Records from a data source
↓↓↓

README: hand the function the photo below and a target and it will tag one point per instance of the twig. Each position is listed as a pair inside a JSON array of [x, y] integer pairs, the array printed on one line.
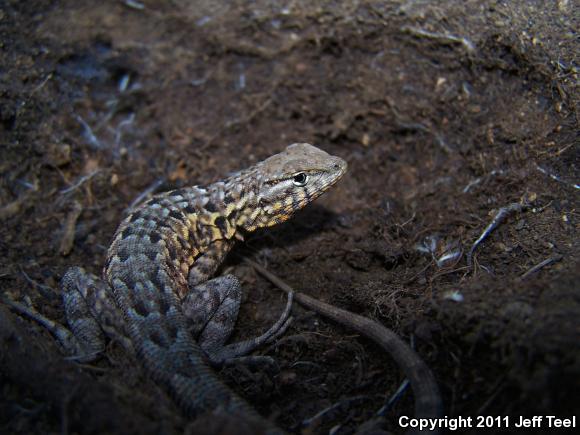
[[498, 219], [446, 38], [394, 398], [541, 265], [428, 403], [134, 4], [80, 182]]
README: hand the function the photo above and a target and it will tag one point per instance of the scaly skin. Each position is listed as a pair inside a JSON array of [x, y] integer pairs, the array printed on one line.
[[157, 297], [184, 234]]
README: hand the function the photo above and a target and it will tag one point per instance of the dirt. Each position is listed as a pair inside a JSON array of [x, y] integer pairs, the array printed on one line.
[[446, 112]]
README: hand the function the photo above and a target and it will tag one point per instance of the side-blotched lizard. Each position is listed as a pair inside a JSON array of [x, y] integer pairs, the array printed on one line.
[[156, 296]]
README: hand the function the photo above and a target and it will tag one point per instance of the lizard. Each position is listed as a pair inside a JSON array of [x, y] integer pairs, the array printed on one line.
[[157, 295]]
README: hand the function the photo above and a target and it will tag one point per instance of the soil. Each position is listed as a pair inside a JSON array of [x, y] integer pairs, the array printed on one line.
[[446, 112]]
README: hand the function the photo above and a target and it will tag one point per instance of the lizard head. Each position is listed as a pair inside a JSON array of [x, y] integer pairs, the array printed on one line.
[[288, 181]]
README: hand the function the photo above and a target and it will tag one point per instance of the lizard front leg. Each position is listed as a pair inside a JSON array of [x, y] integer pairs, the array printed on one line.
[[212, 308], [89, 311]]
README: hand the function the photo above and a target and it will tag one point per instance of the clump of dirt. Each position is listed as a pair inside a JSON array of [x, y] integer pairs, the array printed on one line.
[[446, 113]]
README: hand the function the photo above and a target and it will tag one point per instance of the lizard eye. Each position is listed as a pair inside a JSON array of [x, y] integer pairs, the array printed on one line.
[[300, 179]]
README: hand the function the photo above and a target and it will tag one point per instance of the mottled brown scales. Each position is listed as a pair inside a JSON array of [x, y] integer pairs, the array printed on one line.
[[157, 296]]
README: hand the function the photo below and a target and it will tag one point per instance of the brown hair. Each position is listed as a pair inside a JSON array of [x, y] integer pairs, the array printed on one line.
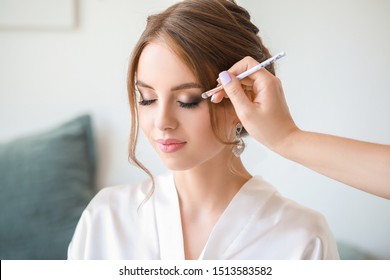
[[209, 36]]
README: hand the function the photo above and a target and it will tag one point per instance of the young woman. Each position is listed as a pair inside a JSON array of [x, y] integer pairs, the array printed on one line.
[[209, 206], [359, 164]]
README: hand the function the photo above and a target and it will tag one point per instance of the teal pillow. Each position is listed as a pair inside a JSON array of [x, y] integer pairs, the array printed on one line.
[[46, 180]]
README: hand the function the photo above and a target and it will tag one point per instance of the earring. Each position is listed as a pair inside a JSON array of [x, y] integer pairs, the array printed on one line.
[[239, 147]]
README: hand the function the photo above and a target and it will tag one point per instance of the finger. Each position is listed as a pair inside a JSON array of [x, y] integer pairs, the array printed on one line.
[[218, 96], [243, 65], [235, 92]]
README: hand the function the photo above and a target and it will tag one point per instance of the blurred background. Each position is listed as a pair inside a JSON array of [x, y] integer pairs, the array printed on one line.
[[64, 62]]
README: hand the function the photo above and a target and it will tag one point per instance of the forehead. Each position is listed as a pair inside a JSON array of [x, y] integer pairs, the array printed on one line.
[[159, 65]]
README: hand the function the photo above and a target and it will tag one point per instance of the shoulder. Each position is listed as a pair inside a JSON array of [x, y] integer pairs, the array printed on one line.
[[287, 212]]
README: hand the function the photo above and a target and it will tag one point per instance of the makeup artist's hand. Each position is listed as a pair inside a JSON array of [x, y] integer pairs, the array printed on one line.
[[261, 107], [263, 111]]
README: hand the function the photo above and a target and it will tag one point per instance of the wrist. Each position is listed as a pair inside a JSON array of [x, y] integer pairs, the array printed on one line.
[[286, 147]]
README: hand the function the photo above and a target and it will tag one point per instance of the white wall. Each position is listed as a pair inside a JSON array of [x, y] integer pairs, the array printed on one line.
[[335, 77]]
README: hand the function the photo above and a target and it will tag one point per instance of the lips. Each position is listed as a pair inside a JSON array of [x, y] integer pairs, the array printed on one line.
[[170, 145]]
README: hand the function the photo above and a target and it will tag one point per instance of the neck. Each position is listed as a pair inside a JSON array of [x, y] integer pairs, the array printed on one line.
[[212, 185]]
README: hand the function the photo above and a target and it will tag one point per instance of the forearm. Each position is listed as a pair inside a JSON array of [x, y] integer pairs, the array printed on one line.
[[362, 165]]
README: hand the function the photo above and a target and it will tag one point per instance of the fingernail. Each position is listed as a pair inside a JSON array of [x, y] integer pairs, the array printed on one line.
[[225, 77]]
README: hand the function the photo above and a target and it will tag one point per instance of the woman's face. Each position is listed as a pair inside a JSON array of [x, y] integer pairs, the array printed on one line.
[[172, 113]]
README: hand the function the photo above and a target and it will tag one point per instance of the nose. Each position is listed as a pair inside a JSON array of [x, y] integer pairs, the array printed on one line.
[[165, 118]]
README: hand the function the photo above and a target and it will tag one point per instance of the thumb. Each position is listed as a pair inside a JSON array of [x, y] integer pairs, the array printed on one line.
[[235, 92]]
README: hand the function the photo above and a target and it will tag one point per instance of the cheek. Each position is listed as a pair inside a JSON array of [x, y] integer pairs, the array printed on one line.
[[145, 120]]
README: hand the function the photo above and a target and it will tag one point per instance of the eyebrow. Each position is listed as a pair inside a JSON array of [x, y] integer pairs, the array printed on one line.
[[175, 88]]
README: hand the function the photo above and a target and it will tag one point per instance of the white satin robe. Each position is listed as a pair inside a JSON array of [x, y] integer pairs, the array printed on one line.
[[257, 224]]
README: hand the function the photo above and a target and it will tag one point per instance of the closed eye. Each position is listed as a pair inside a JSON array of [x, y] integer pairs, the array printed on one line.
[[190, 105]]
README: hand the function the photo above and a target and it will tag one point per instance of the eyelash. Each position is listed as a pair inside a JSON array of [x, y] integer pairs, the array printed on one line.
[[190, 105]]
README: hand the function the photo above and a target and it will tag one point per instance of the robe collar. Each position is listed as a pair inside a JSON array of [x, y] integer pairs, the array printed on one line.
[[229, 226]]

↑↑↑

All of the lines above should be printed exactly, minus the pictures.

README: hand the function the photo below and a target and it will tag one point per instance of the twig. Each position is listed as a pair inside a JSON array of [x, y] integer pairs, the array printed on one line.
[[498, 219], [446, 38], [394, 398], [541, 265], [428, 403], [134, 4], [80, 182]]
README: hand the function the photo above and a target and it will tag one point per instance of the scaly skin. Each position is listed as a pair inside a JSON array of [x, y] integer pairs, the array printed on one line.
[[157, 297], [184, 234]]
README: hand the function the photo above and a target and it will tag one point per instance of the dirt. Each position is listed as a pair inside a JSON array of [x, y] integer pairs, the array printed on one line.
[[446, 112]]
README: hand the function the photo above and a target and it will tag one point per instance of the side-blotched lizard. Each position is listed as a pair inside a JSON array of [x, y] integer pairs, the array printed on one line.
[[156, 296]]
README: hand the function the photo above and a target and it will tag one point per instance of the lizard. Each position is listed as a pair inside a JSON array of [x, y] integer pairs, the array printed on one line.
[[157, 295]]
README: hand the function the photo above and a target and it will tag one point per instance of the soil. Each position is listed as a pair inside a JSON array of [x, y] integer pairs, the array printed on one line.
[[446, 112]]
README: hand the function the photo above and a target and it will tag one point per instance of the lizard head. Each position is listed as a pair inside a JSON array of [x, y] integer pairs, the array printed on one line.
[[288, 181]]
README: hand the function the photo above and a target and it will tag one point per instance of the lizard front leg. Each position is listed as a pair inside a JSON array of [x, y] integer pairs, the array printed on one line.
[[212, 308], [89, 311]]
README: hand the function the photo above and a target and it will tag one point per instance of the clump of dirt. Each position is listed as a pair inside a JSON array of [x, y] integer pairs, the array printed on one line.
[[446, 113]]
README: hand the function the photo above and a target and it will tag one point per instance of the lizard eye. Each position is listed as a pair inside a JSON array of [x, y] integer pairs, the array printed on one line.
[[300, 179]]
README: hand the function the photo above and a target and it will tag one point per instance of the mottled brown scales. Each position is listed as a pair inside a JSON array of [x, y] integer pairs, the array printed on one line.
[[157, 296]]
README: hand the function the photo below and a target and it will tag one point per instance of the brown hair. Each position is listed as a pair inside a JSON array of [x, y] integer pairs, the array printed on one line.
[[209, 36]]
README: hand the function the photo above and a target and it will tag one point per instance of the young woman. Each position is listed as a pair inside a JSON array of [x, y] integer pairs, the array printed on one line.
[[209, 206], [359, 164]]
README: hand the function the photo above and a target and it will tag one point per instance of the teal pillow. Each position is listed as a pair inside a JSON array of [x, y] integer pairs, the array printed on one line.
[[46, 180]]
README: hand the function the photo above and a target and it will tag one point per instance of the earring. Each position is listed as a pair inside a JSON array of [x, y] integer pairs, the array printed on one line.
[[239, 147]]
README: hand the function the photo above and a target and it will tag one point per instance of the finger. Each position is listed as a pair inside a JSON array of [x, y] integer pairs, the array printed on one line.
[[218, 96], [243, 65], [235, 92]]
README: hand the function the photo above and a target and it will tag one point per instance of the blurred background. Each position is listed as a pair inside a JSON array of [x, y] integer pairs, the array printed on one line.
[[64, 62]]
README: hand the function the photo above and a target and it will tag one point per instance of the forehead. Each position is listed as a pair inside a JSON array of [x, y] integer pairs, the array printed on one line.
[[159, 65]]
README: hand the function the photo above and a target and it will tag one point per instance of the shoulder. Each position is listed as a pair inside a JSON array of [x, y] integer pairs, the array printed on one line.
[[287, 212]]
README: hand the function the photo above and a target and it will tag one point per instance of the makeup artist's hand. Each position is listed as a pair inside a JSON array of [x, y] integer pairs, the array printed on one line.
[[261, 107], [263, 111]]
README: hand the function the photo above and a target and it will tag one point per instance of the wrist. Each position is listed as a pair inside a JSON array of [x, y] integer pairs, the array printed on one line.
[[286, 147]]
README: hand the function the photo above and a target and it will tag one point per instance of the white wall. Each position is listed as a pair inside a JSON array of [x, y] integer pairs, the array printed on one line.
[[335, 77]]
README: hand the function the photo above and a target and it will tag one point per instance of the lips. Each position is listed as a pair inside a JSON array of [x, y] integer pairs, the array printed on one line.
[[170, 145]]
README: hand the function the photo above and a target and it will tag one point per instance of the neck. Each position is listed as a pair inside a JSON array of [x, y] integer pairs, the array printed on one line.
[[212, 185]]
README: hand the function the photo above and a target and it will tag one point per instance of the forearm. Each position is listed as a pair inside a JSON array of [x, y] integer pairs, the array printed on one line.
[[362, 165]]
README: hand the function the photo above and a target and it will tag one point per instance of the fingernail. Each position is listed as a pair inside a JSON array of [x, y] integer pairs, the array printed on one line.
[[225, 77]]
README: hand the function the photo above and a target and it will tag one point per instance of the woman's face. Each position is listed as a pair inside a JSON array of [x, y] integer pairs, the array printed on one line.
[[172, 113]]
README: hand the function the photo above and a target and it will tag one point per instance of the nose. Each position is listed as a pair inside a JSON array of [x, y] integer pairs, the array printed on one line.
[[165, 118]]
README: hand the function the photo above and a target and it will tag one point per instance of the thumb. Each position is listed as a pair inside a JSON array of [x, y] integer pairs, the array printed on one line.
[[235, 92]]
README: hand the function the photo above and a target and it will tag one point per instance of the cheek. Each position is listed as a pair inside a JSON array of [x, y] integer pairs, the array printed on one line.
[[145, 120]]
README: hand the function the photo above and a target and it will tag one point per instance of the eyebrow. Each position is listed as a pair inside a JSON array of [x, y] integer pairs, the array printed on one line.
[[175, 88]]
README: hand the function the photo above and a target and it will tag one point per instance of the white satin robe. Each position is listed as a pair inside a JSON array of [x, y] integer pairs, the array printed on one line.
[[257, 224]]
README: hand the function the photo above and a target and it will tag one point per instance of the closed eye. Each position is listed as a pair inside a JSON array of [x, y] integer pairs, the array printed on one line.
[[190, 105]]
README: hand the function the photo above and a target and it will tag one point per instance of the eyelash. Each position is listed as a pair inside a JSON array of [x, y] integer pairs, the array printed on one line.
[[190, 105]]
README: hand the function the photo above and a target and it will tag one point per instance of the robe collar. Each position is listed as a pair inside a JSON array of [x, y] integer pairs, the array printed on one line.
[[229, 226]]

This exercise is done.